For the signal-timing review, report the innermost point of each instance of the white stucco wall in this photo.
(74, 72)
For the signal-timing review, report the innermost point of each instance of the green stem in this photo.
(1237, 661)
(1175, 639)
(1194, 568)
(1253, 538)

Qué hacer — Reproduce todas las líneas del material, sin omitir ninguna, y escala las coordenadas de las respuestas multiplicando cada número por 0,25. Redondea cada resultado al entero más cercano, con las mitades hacia arriba.

Respuesta —
For the signal-timing review, report the innermost point of each instance of the white stucco wall in this photo.
(19, 18)
For the signal-timing review, report the innermost point of each instance of the green stem in this photo.
(309, 165)
(294, 160)
(299, 142)
(313, 135)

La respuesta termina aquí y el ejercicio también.